WHAT THE TASK ASKS
Reproduce the material below from the line with "Please spot the date" to the line with "(1292, 517)", substituting "stone outcrop" for "rock outcrop" and leaving everything else unchanged.
-- Begin DATASET RECORDS --
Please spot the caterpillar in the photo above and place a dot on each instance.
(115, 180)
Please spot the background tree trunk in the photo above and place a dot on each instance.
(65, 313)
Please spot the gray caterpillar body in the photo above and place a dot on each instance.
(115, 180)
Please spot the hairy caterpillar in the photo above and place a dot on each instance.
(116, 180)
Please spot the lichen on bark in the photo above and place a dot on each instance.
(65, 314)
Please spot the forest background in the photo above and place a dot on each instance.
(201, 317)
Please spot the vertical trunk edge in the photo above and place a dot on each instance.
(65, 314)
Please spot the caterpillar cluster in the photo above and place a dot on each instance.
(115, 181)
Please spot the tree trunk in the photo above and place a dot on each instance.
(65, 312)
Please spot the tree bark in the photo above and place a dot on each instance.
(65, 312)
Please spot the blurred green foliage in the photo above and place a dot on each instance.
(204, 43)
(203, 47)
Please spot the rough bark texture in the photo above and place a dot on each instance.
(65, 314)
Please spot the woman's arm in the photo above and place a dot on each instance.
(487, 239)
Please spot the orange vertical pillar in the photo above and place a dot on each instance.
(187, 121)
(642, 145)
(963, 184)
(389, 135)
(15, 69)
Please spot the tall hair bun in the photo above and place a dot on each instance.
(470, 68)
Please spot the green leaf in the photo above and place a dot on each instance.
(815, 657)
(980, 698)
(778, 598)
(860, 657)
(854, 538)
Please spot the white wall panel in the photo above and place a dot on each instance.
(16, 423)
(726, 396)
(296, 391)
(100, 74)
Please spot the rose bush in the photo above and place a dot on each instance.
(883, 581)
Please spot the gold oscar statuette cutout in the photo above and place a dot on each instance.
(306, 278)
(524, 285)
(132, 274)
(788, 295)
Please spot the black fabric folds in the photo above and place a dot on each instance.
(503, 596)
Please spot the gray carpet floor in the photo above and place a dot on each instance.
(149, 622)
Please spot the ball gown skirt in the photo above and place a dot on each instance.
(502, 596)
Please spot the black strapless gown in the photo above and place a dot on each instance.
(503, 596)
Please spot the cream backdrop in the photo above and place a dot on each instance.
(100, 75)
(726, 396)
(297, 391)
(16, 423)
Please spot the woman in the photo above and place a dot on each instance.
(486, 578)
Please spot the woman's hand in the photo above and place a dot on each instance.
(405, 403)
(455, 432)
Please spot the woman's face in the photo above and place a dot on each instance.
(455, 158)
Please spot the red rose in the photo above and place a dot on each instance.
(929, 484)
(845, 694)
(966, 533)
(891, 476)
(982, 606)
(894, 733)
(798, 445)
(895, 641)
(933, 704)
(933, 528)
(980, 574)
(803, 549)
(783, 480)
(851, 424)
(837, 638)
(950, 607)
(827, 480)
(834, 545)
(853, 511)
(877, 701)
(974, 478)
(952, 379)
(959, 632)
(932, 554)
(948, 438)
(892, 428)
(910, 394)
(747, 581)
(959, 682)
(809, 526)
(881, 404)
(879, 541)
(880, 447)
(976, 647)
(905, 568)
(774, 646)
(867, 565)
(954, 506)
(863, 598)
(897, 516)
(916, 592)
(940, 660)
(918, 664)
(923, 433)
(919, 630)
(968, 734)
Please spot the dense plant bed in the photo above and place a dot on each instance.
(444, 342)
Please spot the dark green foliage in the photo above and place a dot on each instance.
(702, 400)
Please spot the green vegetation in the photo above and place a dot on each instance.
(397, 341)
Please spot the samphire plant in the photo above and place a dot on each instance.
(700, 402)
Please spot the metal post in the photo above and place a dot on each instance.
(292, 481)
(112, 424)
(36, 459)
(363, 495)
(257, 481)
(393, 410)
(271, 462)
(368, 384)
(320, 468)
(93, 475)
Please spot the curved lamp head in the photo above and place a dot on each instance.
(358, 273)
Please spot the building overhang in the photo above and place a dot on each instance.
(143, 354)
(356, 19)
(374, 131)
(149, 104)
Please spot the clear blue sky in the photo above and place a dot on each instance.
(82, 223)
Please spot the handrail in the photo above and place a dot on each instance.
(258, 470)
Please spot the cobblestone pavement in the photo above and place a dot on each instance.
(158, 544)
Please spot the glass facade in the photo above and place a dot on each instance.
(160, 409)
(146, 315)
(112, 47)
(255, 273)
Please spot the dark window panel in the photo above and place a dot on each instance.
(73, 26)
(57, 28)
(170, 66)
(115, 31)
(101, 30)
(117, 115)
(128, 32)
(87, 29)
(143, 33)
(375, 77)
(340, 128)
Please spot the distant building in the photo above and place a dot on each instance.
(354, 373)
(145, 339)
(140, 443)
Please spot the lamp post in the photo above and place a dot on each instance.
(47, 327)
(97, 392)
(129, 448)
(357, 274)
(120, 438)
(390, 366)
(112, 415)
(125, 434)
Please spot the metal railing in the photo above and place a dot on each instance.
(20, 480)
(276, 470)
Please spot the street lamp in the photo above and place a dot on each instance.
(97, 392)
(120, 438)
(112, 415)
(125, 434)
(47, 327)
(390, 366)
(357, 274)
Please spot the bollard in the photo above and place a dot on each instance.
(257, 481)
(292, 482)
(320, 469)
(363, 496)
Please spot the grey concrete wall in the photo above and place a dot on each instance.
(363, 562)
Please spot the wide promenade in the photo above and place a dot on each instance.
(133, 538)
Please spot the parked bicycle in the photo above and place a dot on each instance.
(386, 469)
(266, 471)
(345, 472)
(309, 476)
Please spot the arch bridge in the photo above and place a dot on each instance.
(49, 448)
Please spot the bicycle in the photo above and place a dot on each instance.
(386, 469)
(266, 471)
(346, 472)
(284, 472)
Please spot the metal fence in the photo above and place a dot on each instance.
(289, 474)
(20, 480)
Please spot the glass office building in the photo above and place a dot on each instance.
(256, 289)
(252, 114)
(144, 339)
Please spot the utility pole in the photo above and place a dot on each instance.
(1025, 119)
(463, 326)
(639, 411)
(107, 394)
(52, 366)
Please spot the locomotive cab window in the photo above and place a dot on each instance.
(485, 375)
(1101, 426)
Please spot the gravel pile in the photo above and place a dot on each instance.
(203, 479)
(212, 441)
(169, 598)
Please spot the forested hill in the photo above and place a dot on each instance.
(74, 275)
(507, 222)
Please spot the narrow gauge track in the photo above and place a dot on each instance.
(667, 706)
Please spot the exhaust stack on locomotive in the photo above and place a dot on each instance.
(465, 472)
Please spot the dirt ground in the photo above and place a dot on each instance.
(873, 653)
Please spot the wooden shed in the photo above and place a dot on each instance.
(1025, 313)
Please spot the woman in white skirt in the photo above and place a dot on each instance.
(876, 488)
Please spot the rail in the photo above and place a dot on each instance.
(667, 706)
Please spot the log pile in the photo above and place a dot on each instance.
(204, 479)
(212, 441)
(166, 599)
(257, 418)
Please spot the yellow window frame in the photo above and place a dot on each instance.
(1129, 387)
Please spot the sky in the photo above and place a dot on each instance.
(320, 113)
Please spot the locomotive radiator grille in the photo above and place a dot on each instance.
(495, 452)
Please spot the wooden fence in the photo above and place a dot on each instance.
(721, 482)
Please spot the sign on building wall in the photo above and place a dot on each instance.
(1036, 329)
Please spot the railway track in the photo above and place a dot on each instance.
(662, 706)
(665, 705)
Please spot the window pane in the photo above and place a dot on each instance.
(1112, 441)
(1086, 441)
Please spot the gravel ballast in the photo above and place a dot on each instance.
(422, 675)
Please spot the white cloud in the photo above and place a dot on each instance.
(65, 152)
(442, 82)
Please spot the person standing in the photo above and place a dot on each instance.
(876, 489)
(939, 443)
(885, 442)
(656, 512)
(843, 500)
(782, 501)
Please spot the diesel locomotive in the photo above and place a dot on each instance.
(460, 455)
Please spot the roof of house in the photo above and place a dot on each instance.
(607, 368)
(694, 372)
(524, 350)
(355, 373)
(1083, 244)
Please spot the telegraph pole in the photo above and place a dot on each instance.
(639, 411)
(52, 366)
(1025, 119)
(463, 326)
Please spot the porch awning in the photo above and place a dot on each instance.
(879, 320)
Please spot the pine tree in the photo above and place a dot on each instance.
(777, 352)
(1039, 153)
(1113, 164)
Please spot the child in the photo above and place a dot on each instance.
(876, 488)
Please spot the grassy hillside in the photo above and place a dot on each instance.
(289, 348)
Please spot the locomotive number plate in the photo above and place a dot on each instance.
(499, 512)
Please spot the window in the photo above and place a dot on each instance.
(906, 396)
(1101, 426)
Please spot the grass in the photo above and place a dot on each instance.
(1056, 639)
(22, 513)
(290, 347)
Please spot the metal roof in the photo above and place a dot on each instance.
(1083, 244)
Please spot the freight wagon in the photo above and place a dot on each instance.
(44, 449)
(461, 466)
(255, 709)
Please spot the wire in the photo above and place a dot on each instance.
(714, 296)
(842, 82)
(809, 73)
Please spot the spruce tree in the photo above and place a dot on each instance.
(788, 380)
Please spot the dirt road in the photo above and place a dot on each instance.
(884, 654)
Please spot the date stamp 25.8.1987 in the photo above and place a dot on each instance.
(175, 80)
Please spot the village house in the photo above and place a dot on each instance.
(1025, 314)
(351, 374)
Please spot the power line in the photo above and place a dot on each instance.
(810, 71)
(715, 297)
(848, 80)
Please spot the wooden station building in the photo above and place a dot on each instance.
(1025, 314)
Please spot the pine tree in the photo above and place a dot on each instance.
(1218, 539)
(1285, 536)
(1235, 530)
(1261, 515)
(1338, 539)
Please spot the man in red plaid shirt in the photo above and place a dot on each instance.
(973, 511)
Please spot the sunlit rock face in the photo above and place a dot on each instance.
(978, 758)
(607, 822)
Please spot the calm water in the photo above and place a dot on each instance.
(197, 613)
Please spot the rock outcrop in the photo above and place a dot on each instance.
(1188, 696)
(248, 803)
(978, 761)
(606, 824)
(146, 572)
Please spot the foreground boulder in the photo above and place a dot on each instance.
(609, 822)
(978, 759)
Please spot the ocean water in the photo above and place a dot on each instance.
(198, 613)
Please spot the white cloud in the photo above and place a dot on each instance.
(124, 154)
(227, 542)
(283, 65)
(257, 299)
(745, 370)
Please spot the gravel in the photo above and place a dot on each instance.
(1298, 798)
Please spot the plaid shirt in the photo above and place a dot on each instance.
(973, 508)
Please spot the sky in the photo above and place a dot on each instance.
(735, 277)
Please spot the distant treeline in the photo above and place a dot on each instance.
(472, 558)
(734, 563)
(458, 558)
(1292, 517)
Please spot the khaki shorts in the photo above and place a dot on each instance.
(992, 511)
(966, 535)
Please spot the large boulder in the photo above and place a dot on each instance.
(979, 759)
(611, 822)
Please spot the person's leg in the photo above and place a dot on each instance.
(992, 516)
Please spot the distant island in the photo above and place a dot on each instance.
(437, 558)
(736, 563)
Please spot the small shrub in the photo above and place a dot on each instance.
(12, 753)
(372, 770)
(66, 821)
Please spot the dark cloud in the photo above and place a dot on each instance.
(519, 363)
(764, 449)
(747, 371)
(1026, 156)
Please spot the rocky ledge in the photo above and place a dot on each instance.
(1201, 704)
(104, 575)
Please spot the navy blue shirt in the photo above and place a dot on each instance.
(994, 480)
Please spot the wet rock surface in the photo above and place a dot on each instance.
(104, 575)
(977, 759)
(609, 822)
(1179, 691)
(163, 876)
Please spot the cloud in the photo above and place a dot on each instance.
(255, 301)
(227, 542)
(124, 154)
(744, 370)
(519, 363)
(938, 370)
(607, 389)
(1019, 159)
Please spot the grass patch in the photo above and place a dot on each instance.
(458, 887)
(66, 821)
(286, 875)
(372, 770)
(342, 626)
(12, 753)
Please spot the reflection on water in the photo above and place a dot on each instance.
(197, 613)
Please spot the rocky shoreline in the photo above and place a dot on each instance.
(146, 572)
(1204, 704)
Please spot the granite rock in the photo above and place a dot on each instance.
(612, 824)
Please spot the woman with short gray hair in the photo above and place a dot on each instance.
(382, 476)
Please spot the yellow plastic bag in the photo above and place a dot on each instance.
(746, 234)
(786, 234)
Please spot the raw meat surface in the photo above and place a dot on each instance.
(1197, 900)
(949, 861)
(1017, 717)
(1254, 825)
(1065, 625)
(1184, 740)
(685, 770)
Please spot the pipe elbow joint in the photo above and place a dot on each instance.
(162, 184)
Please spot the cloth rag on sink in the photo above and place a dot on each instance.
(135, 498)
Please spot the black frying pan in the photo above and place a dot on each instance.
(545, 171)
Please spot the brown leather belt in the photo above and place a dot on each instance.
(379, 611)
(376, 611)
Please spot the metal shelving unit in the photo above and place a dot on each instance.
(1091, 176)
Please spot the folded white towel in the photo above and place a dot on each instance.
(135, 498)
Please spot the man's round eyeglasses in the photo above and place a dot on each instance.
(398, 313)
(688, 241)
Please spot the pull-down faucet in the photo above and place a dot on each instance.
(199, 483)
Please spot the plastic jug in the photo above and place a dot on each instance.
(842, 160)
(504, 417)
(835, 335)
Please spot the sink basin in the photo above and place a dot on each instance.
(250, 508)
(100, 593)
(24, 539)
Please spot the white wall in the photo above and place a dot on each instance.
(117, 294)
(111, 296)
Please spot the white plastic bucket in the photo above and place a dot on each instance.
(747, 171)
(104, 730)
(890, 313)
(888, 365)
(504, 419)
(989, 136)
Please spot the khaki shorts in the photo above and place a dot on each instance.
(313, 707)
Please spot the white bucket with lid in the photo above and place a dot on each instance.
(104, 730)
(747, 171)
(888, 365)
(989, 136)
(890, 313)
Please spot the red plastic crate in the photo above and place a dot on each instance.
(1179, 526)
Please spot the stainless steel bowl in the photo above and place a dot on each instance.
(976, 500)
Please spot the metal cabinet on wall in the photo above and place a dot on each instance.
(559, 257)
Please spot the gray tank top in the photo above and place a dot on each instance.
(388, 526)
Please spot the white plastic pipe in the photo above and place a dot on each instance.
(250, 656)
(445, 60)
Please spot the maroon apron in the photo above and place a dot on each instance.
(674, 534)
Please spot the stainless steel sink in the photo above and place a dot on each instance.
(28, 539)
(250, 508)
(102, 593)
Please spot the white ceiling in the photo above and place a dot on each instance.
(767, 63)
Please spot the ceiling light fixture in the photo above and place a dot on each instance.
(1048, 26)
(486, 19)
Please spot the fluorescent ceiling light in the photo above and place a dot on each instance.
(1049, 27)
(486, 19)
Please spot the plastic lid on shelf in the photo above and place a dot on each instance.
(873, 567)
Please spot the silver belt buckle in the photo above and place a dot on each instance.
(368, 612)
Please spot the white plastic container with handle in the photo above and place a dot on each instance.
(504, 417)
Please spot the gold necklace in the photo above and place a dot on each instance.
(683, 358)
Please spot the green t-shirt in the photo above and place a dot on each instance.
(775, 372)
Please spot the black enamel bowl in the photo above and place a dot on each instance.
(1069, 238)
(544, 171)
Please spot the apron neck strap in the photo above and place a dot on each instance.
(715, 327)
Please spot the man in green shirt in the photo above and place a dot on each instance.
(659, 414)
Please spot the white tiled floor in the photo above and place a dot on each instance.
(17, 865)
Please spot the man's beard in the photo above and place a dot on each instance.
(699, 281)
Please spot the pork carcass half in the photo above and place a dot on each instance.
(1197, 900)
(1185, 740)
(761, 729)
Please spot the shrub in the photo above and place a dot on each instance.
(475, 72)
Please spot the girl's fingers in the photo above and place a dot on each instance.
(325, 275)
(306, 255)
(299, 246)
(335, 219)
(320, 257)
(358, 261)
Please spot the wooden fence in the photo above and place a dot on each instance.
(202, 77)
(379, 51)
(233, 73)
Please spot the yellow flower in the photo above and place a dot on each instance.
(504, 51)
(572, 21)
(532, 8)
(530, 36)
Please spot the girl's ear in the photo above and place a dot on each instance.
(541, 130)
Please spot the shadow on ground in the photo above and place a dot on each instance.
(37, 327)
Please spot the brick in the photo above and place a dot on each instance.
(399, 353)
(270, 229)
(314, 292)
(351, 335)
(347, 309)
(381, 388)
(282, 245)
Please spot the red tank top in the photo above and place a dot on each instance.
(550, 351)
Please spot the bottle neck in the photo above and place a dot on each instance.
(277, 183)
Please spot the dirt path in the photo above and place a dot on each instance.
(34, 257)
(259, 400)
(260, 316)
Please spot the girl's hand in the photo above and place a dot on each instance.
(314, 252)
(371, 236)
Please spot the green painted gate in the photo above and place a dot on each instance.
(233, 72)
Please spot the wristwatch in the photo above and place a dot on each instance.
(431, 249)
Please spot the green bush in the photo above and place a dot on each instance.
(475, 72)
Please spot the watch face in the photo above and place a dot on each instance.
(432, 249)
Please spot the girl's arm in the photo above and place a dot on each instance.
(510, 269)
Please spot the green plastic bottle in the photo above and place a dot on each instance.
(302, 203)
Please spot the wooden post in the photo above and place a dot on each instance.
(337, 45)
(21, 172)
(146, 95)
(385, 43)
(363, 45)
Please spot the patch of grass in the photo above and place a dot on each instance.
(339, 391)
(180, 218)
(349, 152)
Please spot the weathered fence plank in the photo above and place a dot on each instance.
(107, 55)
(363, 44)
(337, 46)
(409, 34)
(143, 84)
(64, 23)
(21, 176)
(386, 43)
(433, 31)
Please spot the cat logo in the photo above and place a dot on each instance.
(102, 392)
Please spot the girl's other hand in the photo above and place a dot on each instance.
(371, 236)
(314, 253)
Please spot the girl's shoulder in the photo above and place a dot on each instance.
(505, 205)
-- End DATASET RECORDS --
ANSWER FOR THIS EXERCISE
Please spot the date stamp 25.8.1987 in the photo above and place a dot on each instance.
(175, 80)
Please spot the village house in the photo above and place a dot on each instance.
(1025, 314)
(351, 374)
Please spot the power line in the photo above and place a dot on each instance.
(810, 71)
(715, 297)
(848, 80)
Please spot the wooden station building in the photo above and place a dot on each instance.
(1025, 314)
Please spot the pine tree in the photo above and place a dot on each instance.
(1218, 539)
(1285, 536)
(1235, 530)
(1261, 515)
(1338, 539)
Please spot the man in red plaid shirt in the photo above and place a dot on each instance.
(973, 511)
Please spot the sunlit rock face in the photo above and place a dot on each instance.
(978, 758)
(607, 822)
Please spot the calm water in the photo above and place a dot on each instance.
(197, 613)
Please spot the stone outcrop in the photo above and place a dot on each instance.
(1188, 696)
(248, 803)
(978, 761)
(606, 824)
(146, 572)
Please spot the foreground boulder in the photo above and place a dot on each instance.
(609, 822)
(978, 759)
Please spot the ocean water in the photo above and place a dot on each instance.
(198, 613)
Please spot the white cloud in the photo above and place a dot on each instance.
(124, 154)
(227, 542)
(283, 65)
(257, 299)
(745, 370)
Please spot the gravel in the photo above and place a dot on each instance.
(1298, 798)
Please spot the plaid shirt in the photo above and place a dot on each instance.
(973, 508)
Please spot the sky in the photo above and place a dot on each instance.
(735, 277)
Please spot the distant treeline in the photo above and place a dot on each instance.
(472, 558)
(734, 563)
(458, 558)
(1292, 517)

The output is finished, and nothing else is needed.